+++ AANGELEVERDE TEKST
Maar sta me toe het niet helemaal te snappen: de jongens zijn negatief gebleven terwijl Merel en ik positief waren, hoewel we in hetzelfde huis woonden. En nu plots heeft Kobe het toch? Vreemd…

Enfin, door heel het gedoe met testen en verwittigen en zo heb ik één lesuur gemist, maar ik kan me niet voorstellen dat de leerlingen dat erg vonden…

Roanoke

Daarstraks ben ik de jongens opnieuw gaan ophalen bij Mireille, en na het horen van de verhalen spijt het me nog meer dat ik niet kon gaan. Enfin, ik heb in de plaats een toffe Aether mini gehad, dat is toch ook al iets.

Blijkbaar was vooral de setting en de props gewoon buiten elke categorie: er waren maar liefst 10 verschillende labo’s, volledig ingericht. Gekkenwerk, zeiden zowel Mireille, Arend als de kinderen. Echt. Ze hebben zich beiden goed geamuseerd en kijken uit naar de volgende. Enfin, als Wolf nog zal mee mogen, want hij zal intussen achttien zijn. We zien nog wel.

Een paar fotootjes om je een idee te geven.

Veertien

Lieve Kobe

vandaag was eigenlijk vooral een dag van wachten. Wachten tot we jou, na tien dagen kamp, eindelijk weer mochten ophalen en jou een verjaardagsknuffel konden geven. Ik heb je gemist de voorbije dagen, en ik duidelijk niet alleen.

Wolf en Merel waren mee om jou om één uur in Ertvelde op te halen, en we stonden zelfs alle drie in de gietende regen te wachten tot jij eindelijk gepakt en gezakt uit de tent tevoorschijn kwam. Mager, gebruind, met een woeste haardos en vooral een ongelofelijk brede glimlach.

Iedereen zegt dat, Kobie: je bent op zich al niet lelijk, maar zodra je lacht, straal je echt helemaal. Zo’n reeks perfecte, witte tanden in die grote lach, met dat kuiltje bovenaan je kaak, dat is echt onweerstaanbaar. Zeker als je er dan nog die blinkende ogen bij neemt.

Thuisgekomen waren er ook knuffels van papa en opa, en cadeautjes zoals snoep van je zus, en een chocoladetaart met kaarsjes. Fopkaarsjes, uiteraard, en je moest ook echt lachen toen je dat doorhad.
++++++
+++ GEGEVENSREGELS
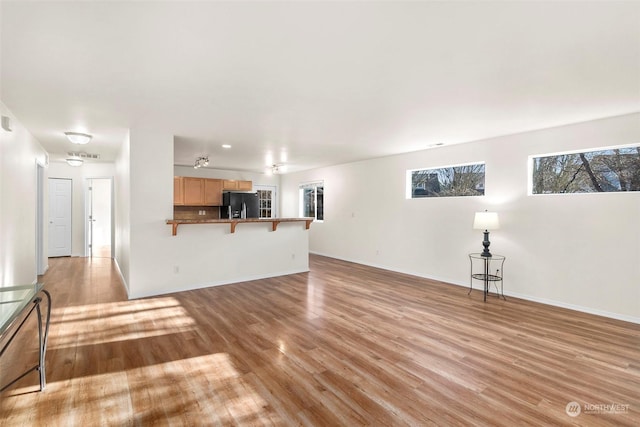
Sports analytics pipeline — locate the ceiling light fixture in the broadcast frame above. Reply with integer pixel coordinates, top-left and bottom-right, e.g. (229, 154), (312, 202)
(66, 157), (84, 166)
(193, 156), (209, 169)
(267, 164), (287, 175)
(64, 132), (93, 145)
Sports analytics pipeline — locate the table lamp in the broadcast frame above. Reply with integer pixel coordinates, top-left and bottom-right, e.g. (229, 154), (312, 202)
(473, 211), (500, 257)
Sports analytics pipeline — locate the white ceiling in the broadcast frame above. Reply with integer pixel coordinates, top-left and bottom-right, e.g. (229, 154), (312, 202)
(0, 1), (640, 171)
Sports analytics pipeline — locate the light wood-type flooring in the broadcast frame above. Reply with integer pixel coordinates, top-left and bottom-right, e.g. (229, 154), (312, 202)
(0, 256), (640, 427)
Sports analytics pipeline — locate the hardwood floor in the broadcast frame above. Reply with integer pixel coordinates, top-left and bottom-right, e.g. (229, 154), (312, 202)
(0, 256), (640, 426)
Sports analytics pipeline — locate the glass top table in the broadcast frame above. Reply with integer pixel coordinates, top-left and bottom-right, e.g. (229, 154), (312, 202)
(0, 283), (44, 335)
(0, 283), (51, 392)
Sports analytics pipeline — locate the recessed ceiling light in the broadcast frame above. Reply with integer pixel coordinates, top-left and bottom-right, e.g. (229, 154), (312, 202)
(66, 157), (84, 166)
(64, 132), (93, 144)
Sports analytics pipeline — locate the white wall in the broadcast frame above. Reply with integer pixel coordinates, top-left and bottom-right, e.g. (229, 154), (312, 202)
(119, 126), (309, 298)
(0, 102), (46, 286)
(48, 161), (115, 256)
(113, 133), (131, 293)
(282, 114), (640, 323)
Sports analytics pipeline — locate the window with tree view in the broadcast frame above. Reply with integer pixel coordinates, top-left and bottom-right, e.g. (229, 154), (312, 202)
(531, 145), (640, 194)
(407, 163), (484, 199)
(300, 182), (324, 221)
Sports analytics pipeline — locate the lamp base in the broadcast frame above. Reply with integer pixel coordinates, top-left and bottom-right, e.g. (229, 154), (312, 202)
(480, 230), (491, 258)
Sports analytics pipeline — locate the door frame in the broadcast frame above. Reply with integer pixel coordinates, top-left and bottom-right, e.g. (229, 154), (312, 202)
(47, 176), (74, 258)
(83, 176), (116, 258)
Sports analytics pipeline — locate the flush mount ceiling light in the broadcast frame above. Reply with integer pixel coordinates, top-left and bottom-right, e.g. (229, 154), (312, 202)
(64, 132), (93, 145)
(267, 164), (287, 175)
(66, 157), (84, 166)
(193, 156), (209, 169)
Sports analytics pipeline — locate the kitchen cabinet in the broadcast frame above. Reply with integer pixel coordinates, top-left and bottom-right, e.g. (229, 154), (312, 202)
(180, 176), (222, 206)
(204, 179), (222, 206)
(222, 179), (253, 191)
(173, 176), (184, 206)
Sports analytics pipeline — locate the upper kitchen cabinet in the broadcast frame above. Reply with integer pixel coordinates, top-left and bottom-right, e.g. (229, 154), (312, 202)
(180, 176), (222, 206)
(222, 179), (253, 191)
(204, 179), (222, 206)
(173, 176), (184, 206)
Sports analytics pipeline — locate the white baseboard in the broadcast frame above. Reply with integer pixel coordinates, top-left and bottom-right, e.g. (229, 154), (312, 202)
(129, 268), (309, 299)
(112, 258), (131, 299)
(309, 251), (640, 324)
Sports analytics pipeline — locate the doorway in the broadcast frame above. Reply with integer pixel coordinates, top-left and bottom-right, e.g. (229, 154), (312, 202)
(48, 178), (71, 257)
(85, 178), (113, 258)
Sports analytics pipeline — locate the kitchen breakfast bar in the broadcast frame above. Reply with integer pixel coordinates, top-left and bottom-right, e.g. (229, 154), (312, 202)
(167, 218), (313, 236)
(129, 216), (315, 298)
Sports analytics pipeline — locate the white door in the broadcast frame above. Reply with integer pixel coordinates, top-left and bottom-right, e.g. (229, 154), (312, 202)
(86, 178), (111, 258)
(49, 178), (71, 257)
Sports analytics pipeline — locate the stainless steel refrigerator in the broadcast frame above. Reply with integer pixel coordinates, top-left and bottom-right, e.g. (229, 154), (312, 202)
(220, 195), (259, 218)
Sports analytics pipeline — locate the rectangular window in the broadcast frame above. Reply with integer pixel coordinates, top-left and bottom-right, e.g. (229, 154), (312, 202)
++++++
**OP TE LOSSEN**
- A) In welke plaats werd Kobe volgens de tekst om één uur opgehaald?
- B) Schrijf uit de tekst het stuk over dat begint bij de woorden "Blijkbaar was vooral" en stop na "zien nog wel.".
Baseer je uitsluitend op de tekst.

**OPLOSSINGEN**
- A) In Ertvelde.

- B)
Blijkbaar was vooral de setting en de props gewoon buiten elke categorie: er waren maar liefst 10 verschillende labo’s, volledig ingericht. Gekkenwerk, zeiden zowel Mireille, Arend als de kinderen. Echt. Ze hebben zich beiden goed geamuseerd en kijken uit naar de volgende. Enfin, als Wolf nog zal mee mogen, want hij zal intussen achttien zijn. We zien nog wel.